[WHAT IS EXPECTED]:
List every line in the items below that contains the word "positive". Case counts.

##### TASK DATA #####

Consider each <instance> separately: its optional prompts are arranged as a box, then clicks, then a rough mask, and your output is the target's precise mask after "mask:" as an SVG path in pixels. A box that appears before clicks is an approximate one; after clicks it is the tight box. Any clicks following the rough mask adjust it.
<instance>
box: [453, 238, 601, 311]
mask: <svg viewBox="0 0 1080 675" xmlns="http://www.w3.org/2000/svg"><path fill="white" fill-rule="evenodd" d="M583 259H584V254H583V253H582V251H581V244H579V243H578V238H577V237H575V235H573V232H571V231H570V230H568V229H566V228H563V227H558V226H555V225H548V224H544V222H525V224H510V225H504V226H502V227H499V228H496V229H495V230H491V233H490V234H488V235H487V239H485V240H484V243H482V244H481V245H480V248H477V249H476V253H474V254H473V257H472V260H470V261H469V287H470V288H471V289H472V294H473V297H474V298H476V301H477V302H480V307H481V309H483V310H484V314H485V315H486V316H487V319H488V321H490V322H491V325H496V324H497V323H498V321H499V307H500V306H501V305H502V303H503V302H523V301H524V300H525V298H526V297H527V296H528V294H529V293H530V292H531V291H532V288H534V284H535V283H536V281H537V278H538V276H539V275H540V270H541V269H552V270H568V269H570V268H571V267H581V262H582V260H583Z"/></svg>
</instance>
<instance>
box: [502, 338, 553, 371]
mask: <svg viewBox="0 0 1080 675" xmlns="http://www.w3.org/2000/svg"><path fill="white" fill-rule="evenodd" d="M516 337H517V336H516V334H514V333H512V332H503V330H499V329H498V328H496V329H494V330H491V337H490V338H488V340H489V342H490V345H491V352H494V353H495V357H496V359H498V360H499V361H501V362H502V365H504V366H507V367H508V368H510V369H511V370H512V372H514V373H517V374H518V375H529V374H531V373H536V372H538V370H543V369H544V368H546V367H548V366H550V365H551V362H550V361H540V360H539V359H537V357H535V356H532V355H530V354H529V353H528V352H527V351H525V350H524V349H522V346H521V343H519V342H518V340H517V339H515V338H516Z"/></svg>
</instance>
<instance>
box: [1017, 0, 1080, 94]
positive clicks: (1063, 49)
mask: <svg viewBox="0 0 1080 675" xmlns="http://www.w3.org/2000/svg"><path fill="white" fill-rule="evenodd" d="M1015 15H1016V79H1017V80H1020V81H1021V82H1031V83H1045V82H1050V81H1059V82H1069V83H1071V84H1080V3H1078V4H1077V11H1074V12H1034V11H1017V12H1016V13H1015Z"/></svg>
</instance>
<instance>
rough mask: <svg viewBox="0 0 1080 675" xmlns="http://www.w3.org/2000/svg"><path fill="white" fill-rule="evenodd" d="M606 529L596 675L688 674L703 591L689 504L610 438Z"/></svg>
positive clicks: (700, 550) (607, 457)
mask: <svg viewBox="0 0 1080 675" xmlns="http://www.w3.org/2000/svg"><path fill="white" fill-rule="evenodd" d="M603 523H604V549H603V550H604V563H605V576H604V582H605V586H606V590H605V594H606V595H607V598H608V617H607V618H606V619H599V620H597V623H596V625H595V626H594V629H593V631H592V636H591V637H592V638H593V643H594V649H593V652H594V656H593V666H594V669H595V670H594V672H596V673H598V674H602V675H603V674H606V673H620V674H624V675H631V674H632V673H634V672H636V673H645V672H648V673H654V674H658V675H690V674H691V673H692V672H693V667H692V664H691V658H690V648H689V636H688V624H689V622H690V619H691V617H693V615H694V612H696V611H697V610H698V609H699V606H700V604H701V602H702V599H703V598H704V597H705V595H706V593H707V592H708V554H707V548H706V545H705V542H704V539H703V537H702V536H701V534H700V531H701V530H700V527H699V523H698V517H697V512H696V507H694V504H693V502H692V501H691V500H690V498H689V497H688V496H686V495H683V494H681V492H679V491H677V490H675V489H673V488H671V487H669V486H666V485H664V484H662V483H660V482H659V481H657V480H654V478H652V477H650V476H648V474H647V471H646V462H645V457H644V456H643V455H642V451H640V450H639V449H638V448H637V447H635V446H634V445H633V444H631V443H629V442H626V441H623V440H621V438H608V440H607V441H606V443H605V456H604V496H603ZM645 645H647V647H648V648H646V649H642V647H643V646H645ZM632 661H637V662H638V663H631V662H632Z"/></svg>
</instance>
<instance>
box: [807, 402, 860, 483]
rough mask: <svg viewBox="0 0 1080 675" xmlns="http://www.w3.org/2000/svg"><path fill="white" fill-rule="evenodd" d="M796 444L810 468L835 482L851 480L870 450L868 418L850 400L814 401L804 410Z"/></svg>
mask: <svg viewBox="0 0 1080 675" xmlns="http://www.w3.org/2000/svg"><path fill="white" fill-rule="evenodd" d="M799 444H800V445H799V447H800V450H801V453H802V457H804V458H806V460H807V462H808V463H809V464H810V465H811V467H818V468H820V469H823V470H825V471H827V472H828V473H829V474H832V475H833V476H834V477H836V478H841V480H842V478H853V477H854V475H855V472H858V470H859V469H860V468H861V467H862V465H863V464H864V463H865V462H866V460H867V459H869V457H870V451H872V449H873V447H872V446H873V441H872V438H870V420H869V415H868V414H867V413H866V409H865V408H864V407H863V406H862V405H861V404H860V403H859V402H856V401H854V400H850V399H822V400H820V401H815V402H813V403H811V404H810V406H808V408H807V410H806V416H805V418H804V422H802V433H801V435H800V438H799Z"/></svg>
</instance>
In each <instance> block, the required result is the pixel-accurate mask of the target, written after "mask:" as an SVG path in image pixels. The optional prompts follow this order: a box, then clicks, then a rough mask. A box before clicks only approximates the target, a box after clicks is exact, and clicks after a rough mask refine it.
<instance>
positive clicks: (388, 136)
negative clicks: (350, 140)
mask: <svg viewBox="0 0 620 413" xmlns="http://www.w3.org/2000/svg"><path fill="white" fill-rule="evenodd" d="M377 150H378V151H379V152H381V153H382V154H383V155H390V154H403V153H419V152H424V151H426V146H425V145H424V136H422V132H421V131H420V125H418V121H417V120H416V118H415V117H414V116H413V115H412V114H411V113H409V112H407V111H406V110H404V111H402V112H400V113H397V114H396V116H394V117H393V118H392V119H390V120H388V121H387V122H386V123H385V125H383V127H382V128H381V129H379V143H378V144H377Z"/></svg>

#####

[EXERCISE OUTPUT]:
positive clicks: (1063, 49)
positive clicks: (700, 550) (607, 457)
positive clicks: (388, 136)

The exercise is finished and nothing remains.